Budget 2018 : les critiques peu surprenantes de FO

Cet article provient du site du syndicat de salariés FO.

 

Les députés ont adopté ce 24 octobre en première lecture (365 voix pour, 172 contre et 24 abstentions) le volet recettes du projet de loi de finances pour 2018. Par un vote sans surprise et en amont de l’examen du volet dépenses qui débute en novembre, l’Assemblée nationale acte pour l’instant d’une baisse des recettes fiscales nettes de 406 millions d’euros. Les mesures phares telle que la suppression de l’ISF ou encore la création du prélèvement forfaitaire unique de 30% ne sont pas étrangères au recul programmé des recettes fiscales. Parallèlement le gouvernement a prévu un plan d’économies de quinze milliards d’euros pour 2018 dont un effort de sept milliards pour l’État.

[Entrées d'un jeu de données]
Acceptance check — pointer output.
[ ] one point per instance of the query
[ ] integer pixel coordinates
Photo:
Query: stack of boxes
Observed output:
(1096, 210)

## Question posée:
Selon l'extrait sur le budget 2018, à combien s'élève la baisse des recettes fiscales nettes actée pour l'instant par l'Assemblée nationale ?

## Réponse proposée:
Elle s'élève à 406 millions d'euros.